Segmentation mask data:
'''
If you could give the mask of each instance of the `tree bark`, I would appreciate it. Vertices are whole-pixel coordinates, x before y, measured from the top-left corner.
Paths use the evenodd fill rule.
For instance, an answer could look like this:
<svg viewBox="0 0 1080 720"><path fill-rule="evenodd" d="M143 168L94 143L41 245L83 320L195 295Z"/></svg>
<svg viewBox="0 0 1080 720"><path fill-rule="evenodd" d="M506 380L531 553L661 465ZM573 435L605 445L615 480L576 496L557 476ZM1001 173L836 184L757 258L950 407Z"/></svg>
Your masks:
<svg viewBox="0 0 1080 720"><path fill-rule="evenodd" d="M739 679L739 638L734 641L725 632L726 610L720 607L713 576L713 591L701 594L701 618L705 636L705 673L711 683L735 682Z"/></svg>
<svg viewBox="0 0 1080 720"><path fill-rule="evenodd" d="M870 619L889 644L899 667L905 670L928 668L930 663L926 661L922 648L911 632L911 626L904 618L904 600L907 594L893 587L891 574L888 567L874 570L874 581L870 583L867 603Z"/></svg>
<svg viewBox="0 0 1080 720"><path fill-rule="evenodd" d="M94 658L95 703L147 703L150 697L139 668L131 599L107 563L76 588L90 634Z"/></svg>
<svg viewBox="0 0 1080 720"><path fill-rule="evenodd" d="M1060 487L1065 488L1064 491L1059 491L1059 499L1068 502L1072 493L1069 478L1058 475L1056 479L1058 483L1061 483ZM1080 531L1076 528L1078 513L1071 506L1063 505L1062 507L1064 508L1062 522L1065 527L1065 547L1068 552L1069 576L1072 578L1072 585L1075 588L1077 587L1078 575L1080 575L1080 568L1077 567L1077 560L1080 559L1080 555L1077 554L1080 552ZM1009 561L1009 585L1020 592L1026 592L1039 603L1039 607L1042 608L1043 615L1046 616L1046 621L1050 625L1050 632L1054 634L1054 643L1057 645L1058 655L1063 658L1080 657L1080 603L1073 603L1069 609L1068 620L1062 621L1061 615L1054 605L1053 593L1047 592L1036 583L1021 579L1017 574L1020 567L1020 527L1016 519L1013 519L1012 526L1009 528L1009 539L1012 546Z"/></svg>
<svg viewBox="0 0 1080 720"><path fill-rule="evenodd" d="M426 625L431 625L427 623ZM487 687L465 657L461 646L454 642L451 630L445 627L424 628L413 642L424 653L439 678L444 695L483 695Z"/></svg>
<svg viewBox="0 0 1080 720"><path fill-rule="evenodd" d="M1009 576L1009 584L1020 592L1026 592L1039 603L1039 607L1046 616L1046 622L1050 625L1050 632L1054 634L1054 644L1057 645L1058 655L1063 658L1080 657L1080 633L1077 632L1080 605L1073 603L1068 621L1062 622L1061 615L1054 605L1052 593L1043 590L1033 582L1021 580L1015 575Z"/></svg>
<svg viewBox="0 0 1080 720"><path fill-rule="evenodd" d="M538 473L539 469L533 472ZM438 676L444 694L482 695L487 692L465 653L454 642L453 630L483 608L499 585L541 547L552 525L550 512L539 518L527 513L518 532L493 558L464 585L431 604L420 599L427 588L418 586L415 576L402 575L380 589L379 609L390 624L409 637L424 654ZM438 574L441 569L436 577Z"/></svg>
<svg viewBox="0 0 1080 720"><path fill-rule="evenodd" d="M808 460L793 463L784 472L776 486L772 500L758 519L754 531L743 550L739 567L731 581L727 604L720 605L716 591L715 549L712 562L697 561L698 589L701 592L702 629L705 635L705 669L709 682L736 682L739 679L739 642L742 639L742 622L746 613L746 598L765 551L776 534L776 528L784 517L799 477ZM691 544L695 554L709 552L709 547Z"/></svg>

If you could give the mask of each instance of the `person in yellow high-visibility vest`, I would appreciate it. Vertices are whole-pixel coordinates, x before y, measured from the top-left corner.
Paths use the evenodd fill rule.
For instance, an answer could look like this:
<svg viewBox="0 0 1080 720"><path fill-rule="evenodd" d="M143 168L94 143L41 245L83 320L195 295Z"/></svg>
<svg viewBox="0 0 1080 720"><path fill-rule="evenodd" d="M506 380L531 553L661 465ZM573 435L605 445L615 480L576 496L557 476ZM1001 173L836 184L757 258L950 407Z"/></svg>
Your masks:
'''
'''
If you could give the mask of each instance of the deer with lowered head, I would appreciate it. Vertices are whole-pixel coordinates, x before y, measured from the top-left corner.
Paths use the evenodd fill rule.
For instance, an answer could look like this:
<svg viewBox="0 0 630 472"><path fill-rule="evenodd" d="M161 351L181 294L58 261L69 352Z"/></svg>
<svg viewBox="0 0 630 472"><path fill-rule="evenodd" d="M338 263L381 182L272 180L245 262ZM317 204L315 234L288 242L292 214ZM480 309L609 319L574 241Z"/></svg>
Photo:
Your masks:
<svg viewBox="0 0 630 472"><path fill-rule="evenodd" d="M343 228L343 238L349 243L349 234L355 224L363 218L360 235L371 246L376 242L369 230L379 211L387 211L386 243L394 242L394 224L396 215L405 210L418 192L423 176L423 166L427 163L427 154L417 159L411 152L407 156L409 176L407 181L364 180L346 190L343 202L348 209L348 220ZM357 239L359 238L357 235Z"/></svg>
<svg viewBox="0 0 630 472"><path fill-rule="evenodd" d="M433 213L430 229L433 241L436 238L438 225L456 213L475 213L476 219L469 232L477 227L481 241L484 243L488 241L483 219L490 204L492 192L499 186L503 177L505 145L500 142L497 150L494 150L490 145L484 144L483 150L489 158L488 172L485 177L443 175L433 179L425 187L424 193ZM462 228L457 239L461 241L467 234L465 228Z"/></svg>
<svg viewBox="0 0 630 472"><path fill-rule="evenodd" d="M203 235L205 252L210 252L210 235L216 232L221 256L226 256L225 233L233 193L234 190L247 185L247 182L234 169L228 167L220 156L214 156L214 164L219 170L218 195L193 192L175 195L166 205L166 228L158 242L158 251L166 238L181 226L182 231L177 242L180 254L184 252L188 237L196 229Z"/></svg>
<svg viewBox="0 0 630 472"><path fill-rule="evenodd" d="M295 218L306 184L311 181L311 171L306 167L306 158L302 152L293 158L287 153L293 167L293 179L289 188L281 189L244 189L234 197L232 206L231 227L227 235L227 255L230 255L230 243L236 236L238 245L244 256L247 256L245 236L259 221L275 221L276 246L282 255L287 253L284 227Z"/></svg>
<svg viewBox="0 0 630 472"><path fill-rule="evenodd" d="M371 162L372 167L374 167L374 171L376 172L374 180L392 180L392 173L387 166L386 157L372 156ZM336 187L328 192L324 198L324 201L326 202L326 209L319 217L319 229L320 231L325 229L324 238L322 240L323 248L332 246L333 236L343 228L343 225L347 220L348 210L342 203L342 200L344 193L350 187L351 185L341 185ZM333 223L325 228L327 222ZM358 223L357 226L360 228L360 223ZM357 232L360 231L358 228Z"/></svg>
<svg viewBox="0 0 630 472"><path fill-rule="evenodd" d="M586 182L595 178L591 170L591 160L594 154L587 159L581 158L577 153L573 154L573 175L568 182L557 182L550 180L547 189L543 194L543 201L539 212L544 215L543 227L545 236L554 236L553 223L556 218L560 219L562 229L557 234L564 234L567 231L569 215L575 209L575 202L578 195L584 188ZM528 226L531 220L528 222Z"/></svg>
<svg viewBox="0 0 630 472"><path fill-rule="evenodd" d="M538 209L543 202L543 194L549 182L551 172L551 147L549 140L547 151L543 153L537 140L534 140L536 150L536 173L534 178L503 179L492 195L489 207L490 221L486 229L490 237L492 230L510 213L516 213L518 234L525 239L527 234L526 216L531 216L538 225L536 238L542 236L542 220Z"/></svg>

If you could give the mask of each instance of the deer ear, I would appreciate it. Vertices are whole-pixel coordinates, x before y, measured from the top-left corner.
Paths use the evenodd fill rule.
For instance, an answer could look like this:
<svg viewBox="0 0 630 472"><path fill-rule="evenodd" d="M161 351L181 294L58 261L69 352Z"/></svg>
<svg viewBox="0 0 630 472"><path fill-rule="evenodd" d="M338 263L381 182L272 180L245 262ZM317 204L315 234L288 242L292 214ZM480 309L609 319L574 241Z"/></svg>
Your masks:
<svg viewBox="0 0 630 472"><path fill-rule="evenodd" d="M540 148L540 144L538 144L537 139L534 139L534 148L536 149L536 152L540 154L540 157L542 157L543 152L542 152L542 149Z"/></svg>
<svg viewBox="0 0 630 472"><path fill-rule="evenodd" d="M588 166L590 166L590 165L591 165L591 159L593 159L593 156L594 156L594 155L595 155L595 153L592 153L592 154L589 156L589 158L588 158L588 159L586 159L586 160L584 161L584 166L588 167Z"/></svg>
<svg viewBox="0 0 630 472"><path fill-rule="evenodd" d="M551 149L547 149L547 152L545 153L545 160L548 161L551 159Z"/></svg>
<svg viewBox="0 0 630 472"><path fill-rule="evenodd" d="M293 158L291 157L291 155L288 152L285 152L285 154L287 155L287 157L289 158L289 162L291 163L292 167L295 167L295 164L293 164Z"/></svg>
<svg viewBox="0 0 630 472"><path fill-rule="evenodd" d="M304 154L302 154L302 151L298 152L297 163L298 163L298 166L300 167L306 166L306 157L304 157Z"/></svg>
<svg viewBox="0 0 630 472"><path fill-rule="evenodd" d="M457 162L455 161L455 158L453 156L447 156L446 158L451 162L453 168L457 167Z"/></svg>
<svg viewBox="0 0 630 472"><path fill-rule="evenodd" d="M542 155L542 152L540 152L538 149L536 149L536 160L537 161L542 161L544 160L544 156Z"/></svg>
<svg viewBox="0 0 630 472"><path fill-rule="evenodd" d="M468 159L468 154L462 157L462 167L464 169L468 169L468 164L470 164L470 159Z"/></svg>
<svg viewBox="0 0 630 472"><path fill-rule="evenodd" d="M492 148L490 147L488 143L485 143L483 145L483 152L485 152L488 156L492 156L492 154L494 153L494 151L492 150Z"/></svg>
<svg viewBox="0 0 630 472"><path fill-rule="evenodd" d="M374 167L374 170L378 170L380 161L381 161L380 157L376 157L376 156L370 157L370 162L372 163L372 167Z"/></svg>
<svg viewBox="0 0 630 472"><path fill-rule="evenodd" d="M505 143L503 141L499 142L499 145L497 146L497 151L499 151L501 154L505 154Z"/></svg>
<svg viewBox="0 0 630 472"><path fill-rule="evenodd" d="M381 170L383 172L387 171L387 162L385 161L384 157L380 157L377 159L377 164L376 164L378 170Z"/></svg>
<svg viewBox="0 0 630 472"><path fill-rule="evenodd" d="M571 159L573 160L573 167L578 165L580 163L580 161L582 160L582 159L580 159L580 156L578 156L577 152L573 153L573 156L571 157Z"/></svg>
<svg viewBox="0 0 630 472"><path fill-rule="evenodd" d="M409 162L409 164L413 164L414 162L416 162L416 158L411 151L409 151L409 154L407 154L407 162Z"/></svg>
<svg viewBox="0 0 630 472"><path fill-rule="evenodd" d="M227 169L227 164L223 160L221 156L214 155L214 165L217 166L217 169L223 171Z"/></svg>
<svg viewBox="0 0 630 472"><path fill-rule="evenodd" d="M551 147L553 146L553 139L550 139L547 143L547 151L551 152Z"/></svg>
'''
Task goal: On how many lines of the data does the word "appreciate" appear? Reply with the number alone.

Answer space: 4